** Anweisung a **
Wie lautet der ausgewählte Text von „Viele sogenannter Sozialisationsfaktoren“ bis „ersten Beitrag charakterisiert.“, wenn man darin „Musik“ durch „Literatur“ ersetzt?

** Ausgewählter Text **
════════════════════

Aktuell
„Die wilden Jahre und wir“
„Pop, Protest und Politik“ lautet der Untertitel eines Büchleins, das vor nicht allzu langer Zeit erschienen ist und deren „autorengruppe 68“ in der Gundelfingerin Annette Preuß eine Mit-Autorin hat. Das Werk sammelt Erinnerungen an jenes wilde, aufrührerische, aufbegehrende Jahr – und davon, was die Zeitläufte um den Wechsel des Jahrzehnts herum vor allem in seinerzeit jungen Menschen ausgelöst, sie bewegt, geprägt und verändert hat.
Viele sogenannter Sozialisationsfaktoren werden aus sehr persönlicher Sicht geschildert und interpretiert. Ob politische Umbrüche, individuelle Sichtweisen auf Individuum, Gesellschaft und Zukunft, ob Einflüsse aus Mode und Musik, das Infragestellen von Normen und Werten oder der Drang, in die Ferne zu gehen und Fremdes auf sich wirken zu lassen – vielfach durchziehen als Begleiter „Sehnsucht, Trauer, Hoffnung, Kampf, Visionen“ die Schilderungen, wie Sabine Kehrer dies unter Bezug auf ein Lied Mary Hopkins‘ im ersten Beitrag charakterisiert.

════════════════════

** Anweisung b **
Kannst du die Zeilen der Datensätze vom Anfang bis zur Zeile mit „point(11, 571)“ einschließlich als JSON-Liste von Zeichenketten ausgeben, eine pro Zeile und ohne Leerzeilen?

════════════════════

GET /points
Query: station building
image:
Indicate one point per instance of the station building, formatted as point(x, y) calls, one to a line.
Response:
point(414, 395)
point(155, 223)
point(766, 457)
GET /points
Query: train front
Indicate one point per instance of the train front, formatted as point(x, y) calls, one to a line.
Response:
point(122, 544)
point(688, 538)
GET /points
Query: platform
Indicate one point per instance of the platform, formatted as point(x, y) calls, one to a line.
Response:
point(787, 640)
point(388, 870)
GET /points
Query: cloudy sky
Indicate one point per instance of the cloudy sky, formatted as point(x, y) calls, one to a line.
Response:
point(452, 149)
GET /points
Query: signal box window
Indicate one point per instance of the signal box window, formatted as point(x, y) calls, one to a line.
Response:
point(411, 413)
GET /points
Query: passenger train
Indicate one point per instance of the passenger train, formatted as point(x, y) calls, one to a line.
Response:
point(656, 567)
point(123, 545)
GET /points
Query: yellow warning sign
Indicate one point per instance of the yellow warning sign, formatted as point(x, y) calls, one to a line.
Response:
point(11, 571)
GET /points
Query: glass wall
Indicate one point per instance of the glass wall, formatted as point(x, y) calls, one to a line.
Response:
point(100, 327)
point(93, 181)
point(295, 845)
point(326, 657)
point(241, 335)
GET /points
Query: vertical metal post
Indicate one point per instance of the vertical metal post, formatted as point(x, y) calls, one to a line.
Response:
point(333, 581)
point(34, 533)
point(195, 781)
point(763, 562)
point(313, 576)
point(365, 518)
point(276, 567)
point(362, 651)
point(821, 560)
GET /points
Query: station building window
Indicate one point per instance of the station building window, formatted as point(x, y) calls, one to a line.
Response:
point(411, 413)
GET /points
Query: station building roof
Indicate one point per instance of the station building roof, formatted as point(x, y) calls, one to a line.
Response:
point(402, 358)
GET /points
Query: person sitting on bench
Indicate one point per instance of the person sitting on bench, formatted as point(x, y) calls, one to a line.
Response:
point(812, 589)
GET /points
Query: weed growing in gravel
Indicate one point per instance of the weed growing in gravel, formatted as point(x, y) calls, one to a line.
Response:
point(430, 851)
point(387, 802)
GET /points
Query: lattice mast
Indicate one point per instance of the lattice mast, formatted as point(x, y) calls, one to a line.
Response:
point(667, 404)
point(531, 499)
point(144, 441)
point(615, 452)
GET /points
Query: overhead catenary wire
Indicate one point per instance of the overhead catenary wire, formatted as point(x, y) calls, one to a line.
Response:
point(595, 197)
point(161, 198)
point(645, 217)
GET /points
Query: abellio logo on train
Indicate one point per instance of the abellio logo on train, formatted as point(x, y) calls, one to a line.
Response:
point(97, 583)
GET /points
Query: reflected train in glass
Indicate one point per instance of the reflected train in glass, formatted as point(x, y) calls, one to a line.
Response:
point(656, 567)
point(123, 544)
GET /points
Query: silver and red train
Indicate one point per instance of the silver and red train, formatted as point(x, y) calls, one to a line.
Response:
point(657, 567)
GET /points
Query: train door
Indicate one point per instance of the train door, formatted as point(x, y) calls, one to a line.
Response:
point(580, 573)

════════════════════

** Ausgabe a **
Viele sogenannter Sozialisationsfaktoren werden aus sehr persönlicher Sicht geschildert und interpretiert. Ob politische Umbrüche, individuelle Sichtweisen auf Individuum, Gesellschaft und Zukunft, ob Einflüsse aus Mode und Literatur, das Infragestellen von Normen und Werten oder der Drang, in die Ferne zu gehen und Fremdes auf sich wirken zu lassen – vielfach durchziehen als Begleiter „Sehnsucht, Trauer, Hoffnung, Kampf, Visionen“ die Schilderungen, wie Sabine Kehrer dies unter Bezug auf ein Lied Mary Hopkins‘ im ersten Beitrag charakterisiert.

** Ausgabe b **
[
  "GET /points",
  "Query: station building",
  "image:",
  "Indicate one point per instance of the station building, formatted as point(x, y) calls, one to a line.",
  "Response:",
  "point(414, 395)",
  "point(155, 223)",
  "point(766, 457)",
  "GET /points",
  "Query: train front",
  "Indicate one point per instance of the train front, formatted as point(x, y) calls, one to a line.",
  "Response:",
  "point(122, 544)",
  "point(688, 538)",
  "GET /points",
  "Query: platform",
  "Indicate one point per instance of the platform, formatted as point(x, y) calls, one to a line.",
  "Response:",
  "point(787, 640)",
  "point(388, 870)",
  "GET /points",
  "Query: cloudy sky",
  "Indicate one point per instance of the cloudy sky, formatted as point(x, y) calls, one to a line.",
  "Response:",
  "point(452, 149)",
  "GET /points",
  "Query: signal box window",
  "Indicate one point per instance of the signal box window, formatted as point(x, y) calls, one to a line.",
  "Response:",
  "point(411, 413)",
  "GET /points",
  "Query: passenger train",
  "Indicate one point per instance of the passenger train, formatted as point(x, y) calls, one to a line.",
  "Response:",
  "point(656, 567)",
  "point(123, 545)",
  "GET /points",
  "Query: yellow warning sign",
  "Indicate one point per instance of the yellow warning sign, formatted as point(x, y) calls, one to a line.",
  "Response:",
  "point(11, 571)"
]